[Opening Task data section]

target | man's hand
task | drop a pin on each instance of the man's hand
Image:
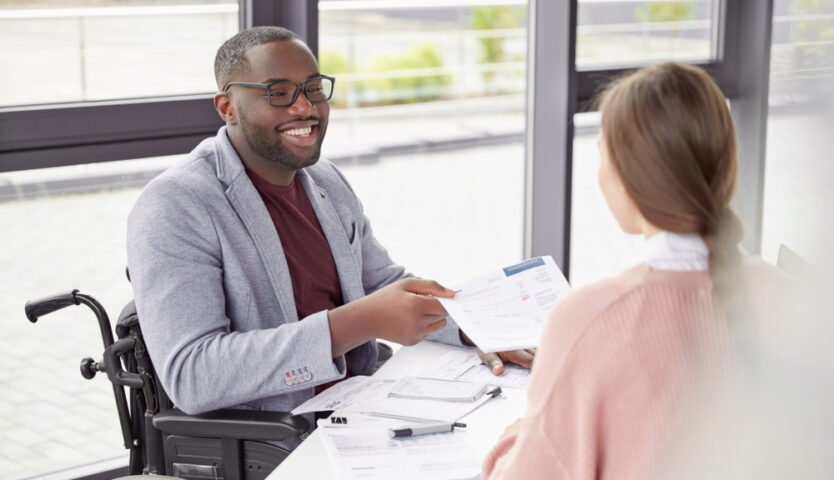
(405, 312)
(495, 361)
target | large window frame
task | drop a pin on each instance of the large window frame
(557, 90)
(60, 135)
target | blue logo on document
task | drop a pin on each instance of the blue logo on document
(525, 265)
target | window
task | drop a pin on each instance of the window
(797, 193)
(428, 123)
(624, 33)
(83, 50)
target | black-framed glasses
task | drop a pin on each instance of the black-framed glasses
(284, 93)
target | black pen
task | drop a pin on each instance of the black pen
(422, 429)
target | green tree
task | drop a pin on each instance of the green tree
(817, 32)
(334, 63)
(403, 88)
(653, 12)
(491, 18)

[Closing Task data section]

→ **Task details**:
Starting at the line that contains "task | drop a pin on each instance of the large" and stopping after the line that contains "target | black-framed glasses", write out every line exactly as it appears above, and no other line.

→ **Answer space**:
task | drop a pin on each instance of the large window frame
(557, 90)
(60, 135)
target | blue logo on document
task | drop a pin on each instance of the blue logo on document
(525, 265)
target | window
task | drop a pin on each instance of the window
(797, 193)
(428, 123)
(624, 33)
(83, 50)
target | black-framed glasses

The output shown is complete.